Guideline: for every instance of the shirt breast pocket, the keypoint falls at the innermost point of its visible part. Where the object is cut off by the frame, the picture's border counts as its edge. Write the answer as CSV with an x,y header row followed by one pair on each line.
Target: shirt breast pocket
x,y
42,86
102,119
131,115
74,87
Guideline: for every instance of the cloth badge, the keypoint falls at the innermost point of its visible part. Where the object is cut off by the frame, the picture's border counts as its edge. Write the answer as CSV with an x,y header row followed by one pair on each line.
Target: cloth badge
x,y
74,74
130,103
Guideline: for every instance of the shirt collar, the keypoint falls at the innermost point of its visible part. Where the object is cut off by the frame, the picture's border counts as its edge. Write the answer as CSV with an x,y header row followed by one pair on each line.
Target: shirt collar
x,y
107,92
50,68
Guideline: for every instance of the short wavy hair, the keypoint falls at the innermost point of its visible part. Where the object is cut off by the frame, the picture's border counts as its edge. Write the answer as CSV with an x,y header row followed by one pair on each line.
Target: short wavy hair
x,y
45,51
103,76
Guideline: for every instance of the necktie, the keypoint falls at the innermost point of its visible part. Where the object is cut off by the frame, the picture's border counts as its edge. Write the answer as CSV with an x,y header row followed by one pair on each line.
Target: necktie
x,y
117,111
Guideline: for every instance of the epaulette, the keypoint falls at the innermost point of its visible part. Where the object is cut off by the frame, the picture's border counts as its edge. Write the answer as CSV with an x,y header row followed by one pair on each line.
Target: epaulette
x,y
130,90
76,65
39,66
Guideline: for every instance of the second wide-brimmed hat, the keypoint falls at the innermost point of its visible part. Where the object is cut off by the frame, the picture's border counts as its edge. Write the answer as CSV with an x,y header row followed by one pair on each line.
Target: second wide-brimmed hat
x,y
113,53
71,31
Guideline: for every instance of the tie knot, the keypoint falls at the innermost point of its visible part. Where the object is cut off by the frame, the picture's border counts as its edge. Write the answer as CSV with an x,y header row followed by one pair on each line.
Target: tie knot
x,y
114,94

*What is expected*: Copy the records above. Keep every word as it is.

*Result of the task*:
Guideline: for every instance of the shirt breast pocket, the keypoint falls at the innermost point of its visible part. Where the object is cut off by the frame, the picture's border counts as its edge. Write the answer as CSV with an x,y header row followed by one pair on each line.
Target: shirt breast pocket
x,y
42,86
102,119
131,115
74,87
Guideline: for every instance of the cloth badge, the keypoint falls at the innermost point of its visible part. Where the object is cut off by the frame, the picture's border counts as its edge. Write the answer as CSV with an x,y header row followed by one pair on each line.
Target: cloth badge
x,y
74,74
130,103
Guideline: for every instance of the shirt collar, the keypoint falls at the innermost point of its visible part. Where the object is cut off by the frame, the picture's border counts as its edge. Write the answer as CSV with an x,y header row followed by one pair on each line.
Target: shirt collar
x,y
107,92
50,68
Guideline: for every instance of the short wavy hair, the keypoint falls at the innermost point of its visible part. Where the object is cut off by the frame, the picture's border counts as its edge. Write the answer as CSV with an x,y header row followed by one pair on each line.
Target: short wavy hair
x,y
45,51
103,76
Guideline: for every instance of the necktie, the keypoint falls at the innermost point of its visible part. Where the object is cut off by the frame, the picture's border counts as its edge. Write the answer as CSV with an x,y header row followed by one pair on each line.
Target: necktie
x,y
117,111
Guideline: for every instance of the epaulette, the keypoint falls at the innermost point of its visible part. Where the object is cut off by the frame, the picture's border counts as its edge. Write the answer as CSV with an x,y header row followed by one pair on each line.
Target: epaulette
x,y
130,90
76,65
39,66
Guideline: for every instance of the second wide-brimmed hat, the keypoint falls at the innermost point of its visible part. Where the object is cut off by the frame, the picture's border counts as its edge. Write the answer as CSV with an x,y header row followed by one pair on each line.
Target: second wide-brimmed hat
x,y
113,53
71,31
Guideline: for every instance of the tie knot, the keypoint falls at the innermost point of its visible part. Where the object is cut off by the frame, the picture's border counts as its edge. Write the answer as CSV with an x,y header row followed by one pair on each line.
Target: tie knot
x,y
114,94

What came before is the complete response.